_DOCUMENT SEGMENT_
I think I get the sentiment of one who has felt disgust at the pathetic and fearful superstition we sometimes see in the behaviour of a religious zealot, but just because a lunatic believes the world is round that does not mean it isn’t. And personally I am not convinced that nothingness could be as profound or even scary as has been claimed. Aristotle is reputed to have said, ‘Nothing is what rocks dream of.’ There may well be those who get so scared of nothing that they invent all this after-life stuff, but in my experience ‘nothingness’ seems like a magnificent relief, a great dream and hope of the human wanting the freedom to do whatever they like. As Huxley said, ‘I had motives for not wanting the world to have a meaning and without any difficulty was able to find satisfying reasons for this assumption … For myself the philosophy of meaninglessness was essentially an instrument of liberation: sexual and political.’
The other edge of the ‘freedom’ sword is that ‘freedom is not a license to do whatever we want but the power to do what is right’23. Such ‘doing’ has come over and over again from the life and words of one who said, ‘Love God and love your neighbour as yourself’ … and even, ‘love your enemies’. Hence: the abolition of institutionalised slavery; the recognition of women’s rights; the abolition of gladiatorial contests; the union movement for the rights of workers. It is no accident that ‘grace’ is so universally recognised as the hallmark of Jesus’ influence.

_JOBS_
[A] Answer these questions about the essay excerpt:
(i) What saying is Aristotle reputed to have said?
(ii) According to the quotation from Huxley, what was the philosophy of meaninglessness essentially?
(iii) What does the excerpt say is universally recognized as the hallmark of Jesus' influence?
[B] Rewrite the entries from the start of the data listing through the line containing "Query: white light aircraft", replacing "white light aircraft" with "small white airplane" and leaving everything else unchanged.

Data listing:
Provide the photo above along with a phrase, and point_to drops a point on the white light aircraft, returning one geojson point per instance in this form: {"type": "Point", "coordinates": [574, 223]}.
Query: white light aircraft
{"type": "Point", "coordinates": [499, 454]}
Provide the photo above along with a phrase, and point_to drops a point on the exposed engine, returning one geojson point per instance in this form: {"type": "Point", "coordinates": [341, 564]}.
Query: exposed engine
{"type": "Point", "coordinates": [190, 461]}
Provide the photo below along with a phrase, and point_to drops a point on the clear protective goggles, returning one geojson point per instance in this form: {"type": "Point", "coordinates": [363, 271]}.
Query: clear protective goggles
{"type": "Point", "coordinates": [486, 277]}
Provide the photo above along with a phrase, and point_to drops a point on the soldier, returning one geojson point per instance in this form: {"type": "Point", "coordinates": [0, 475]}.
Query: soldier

_FULL SOLUTIONS_
[A]
(i) 'Nothing is what rocks dream of.'
(ii) An instrument of liberation: sexual and political.
(iii) 'Grace'.

[B]
Provide the photo above along with a phrase, and point_to drops a point on the small white airplane, returning one geojson point per instance in this form: {"type": "Point", "coordinates": [574, 223]}.
Query: small white airplane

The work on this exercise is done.